## WHAT THIS TASK INVOLVES
Set down the full listing exactly, character for character.

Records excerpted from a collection
********************

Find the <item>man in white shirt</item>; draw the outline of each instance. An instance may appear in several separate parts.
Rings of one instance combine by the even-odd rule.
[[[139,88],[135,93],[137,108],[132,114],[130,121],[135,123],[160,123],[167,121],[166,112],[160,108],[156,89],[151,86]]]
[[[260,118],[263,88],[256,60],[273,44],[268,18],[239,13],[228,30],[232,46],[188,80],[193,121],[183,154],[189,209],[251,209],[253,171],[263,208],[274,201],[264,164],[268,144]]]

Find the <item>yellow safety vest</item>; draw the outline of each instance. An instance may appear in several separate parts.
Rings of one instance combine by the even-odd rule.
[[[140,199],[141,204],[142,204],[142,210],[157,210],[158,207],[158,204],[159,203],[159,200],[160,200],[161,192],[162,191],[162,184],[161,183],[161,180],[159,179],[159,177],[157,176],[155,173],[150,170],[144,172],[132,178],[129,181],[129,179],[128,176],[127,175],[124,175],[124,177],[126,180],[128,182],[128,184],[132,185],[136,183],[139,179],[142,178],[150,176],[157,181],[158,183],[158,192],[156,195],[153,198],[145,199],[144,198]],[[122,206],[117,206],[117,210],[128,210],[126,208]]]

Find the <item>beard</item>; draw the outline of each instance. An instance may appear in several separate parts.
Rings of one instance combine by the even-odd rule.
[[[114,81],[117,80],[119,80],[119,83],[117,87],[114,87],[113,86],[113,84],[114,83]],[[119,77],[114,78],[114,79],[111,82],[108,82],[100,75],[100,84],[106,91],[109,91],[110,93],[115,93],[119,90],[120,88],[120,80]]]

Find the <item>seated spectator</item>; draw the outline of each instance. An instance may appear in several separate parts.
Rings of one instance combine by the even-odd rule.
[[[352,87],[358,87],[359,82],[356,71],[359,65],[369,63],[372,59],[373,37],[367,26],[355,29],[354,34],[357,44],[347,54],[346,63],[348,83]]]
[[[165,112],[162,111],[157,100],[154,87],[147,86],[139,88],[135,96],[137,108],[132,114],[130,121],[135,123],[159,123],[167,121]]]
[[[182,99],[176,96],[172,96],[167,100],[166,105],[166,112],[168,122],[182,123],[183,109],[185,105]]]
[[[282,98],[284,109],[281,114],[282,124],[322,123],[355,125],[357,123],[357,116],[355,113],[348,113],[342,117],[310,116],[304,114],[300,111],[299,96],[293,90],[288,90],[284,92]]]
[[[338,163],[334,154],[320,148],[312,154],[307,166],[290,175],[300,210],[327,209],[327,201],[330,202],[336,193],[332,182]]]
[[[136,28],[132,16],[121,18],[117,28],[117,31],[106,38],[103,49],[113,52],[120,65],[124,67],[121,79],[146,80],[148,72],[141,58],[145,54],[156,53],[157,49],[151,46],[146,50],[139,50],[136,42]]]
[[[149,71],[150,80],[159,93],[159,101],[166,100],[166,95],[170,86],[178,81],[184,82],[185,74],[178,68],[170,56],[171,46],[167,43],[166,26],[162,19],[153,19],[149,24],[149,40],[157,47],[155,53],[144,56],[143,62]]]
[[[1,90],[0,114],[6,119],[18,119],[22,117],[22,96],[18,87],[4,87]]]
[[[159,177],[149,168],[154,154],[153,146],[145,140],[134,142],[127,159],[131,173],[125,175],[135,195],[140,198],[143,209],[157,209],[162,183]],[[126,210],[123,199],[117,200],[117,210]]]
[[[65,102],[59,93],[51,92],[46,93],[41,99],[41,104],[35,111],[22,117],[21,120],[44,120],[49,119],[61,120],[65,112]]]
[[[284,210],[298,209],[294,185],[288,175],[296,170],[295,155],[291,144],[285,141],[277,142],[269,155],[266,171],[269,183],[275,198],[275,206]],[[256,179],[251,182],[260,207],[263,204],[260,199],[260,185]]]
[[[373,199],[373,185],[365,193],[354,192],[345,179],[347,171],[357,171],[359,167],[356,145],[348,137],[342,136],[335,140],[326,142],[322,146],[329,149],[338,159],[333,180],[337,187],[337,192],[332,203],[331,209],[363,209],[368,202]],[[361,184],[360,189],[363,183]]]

********************

## SOLUTION FOR THIS EXERCISE
Find the <item>man in white shirt</item>; draw the outline of each instance. An instance may appear in several separate parts.
Rings of one instance combine by the even-odd rule.
[[[139,88],[135,93],[137,108],[132,114],[130,121],[135,123],[160,123],[167,121],[166,112],[160,108],[156,89],[151,86]]]
[[[260,118],[263,88],[256,60],[273,44],[268,18],[239,13],[228,30],[232,46],[188,80],[193,121],[183,154],[189,209],[251,209],[253,171],[263,208],[274,201],[264,164],[268,144]]]

Find the <item>yellow safety vest</item>; draw the outline of each instance. An instance may appear in several separate parts.
Rings of one instance combine by the even-odd rule.
[[[140,199],[141,204],[142,204],[142,210],[157,210],[158,207],[158,204],[159,203],[159,200],[160,200],[161,192],[162,191],[162,184],[161,183],[161,180],[159,179],[159,177],[157,176],[155,173],[150,170],[144,172],[132,178],[129,181],[129,179],[128,176],[127,175],[124,175],[124,177],[126,180],[128,182],[128,184],[132,185],[136,183],[139,179],[142,178],[150,176],[157,181],[158,183],[158,192],[156,195],[153,198],[145,199],[144,198]],[[122,206],[117,206],[117,210],[128,210],[126,208]]]

Find the <item>beard</item>; draw the outline of each instance. An instance may appear in several separate parts.
Rings of one instance combine by the even-odd rule.
[[[114,81],[117,80],[119,80],[119,83],[117,87],[114,87],[113,86],[113,84],[114,83]],[[119,77],[114,78],[114,79],[111,82],[108,82],[100,75],[100,84],[106,91],[109,91],[110,93],[115,93],[119,90],[120,88],[120,80]]]

Find the <item>seated spectator</item>; draw the outline of each instance. An instance may appear in several separate parts.
Rings of one instance combine by the even-odd rule.
[[[352,87],[358,87],[359,82],[356,71],[359,65],[369,63],[372,59],[373,37],[367,26],[355,29],[354,34],[357,44],[347,54],[346,63],[348,83]]]
[[[165,112],[162,111],[157,100],[154,87],[147,86],[139,88],[135,96],[137,108],[132,114],[130,121],[135,123],[159,123],[167,121]]]
[[[182,99],[176,96],[172,96],[167,100],[166,105],[166,112],[168,122],[182,123],[183,109],[185,105]]]
[[[282,98],[284,109],[281,114],[282,124],[322,123],[355,125],[357,123],[357,116],[355,113],[348,113],[342,117],[310,116],[304,114],[300,111],[299,96],[293,90],[288,90],[284,92]]]
[[[338,163],[334,154],[320,148],[312,154],[307,166],[290,175],[300,210],[327,209],[327,201],[330,202],[336,193],[332,182]]]
[[[136,28],[132,16],[121,18],[117,28],[117,31],[106,38],[103,49],[113,52],[120,65],[124,67],[121,79],[146,80],[148,72],[141,58],[145,54],[156,53],[157,49],[151,46],[146,50],[139,50],[136,42]]]
[[[149,71],[150,80],[159,93],[159,101],[166,100],[166,95],[170,86],[178,81],[184,82],[185,74],[178,68],[170,56],[171,46],[167,43],[166,26],[162,19],[153,19],[149,24],[149,40],[157,47],[155,53],[144,56],[143,62]]]
[[[1,90],[0,114],[6,119],[18,119],[22,117],[22,96],[18,87],[4,87]]]
[[[159,177],[149,168],[154,154],[153,146],[145,140],[134,142],[127,159],[131,173],[125,175],[135,195],[140,198],[143,209],[157,209],[162,183]],[[126,210],[123,199],[117,200],[117,210]]]
[[[65,102],[59,93],[51,92],[46,93],[41,99],[41,104],[35,111],[22,117],[21,120],[44,120],[49,119],[61,120],[65,112]]]
[[[284,210],[298,209],[294,185],[288,175],[296,170],[295,155],[291,144],[285,141],[277,142],[269,155],[266,171],[269,183],[275,198],[275,206]],[[256,179],[251,182],[260,207],[263,204],[260,199],[260,185]]]
[[[373,199],[373,185],[365,193],[354,192],[345,179],[347,171],[357,171],[359,167],[356,145],[348,137],[342,136],[335,140],[326,142],[322,146],[329,149],[338,159],[333,180],[337,187],[337,192],[332,203],[331,209],[363,209],[368,202]],[[361,184],[360,189],[363,183]]]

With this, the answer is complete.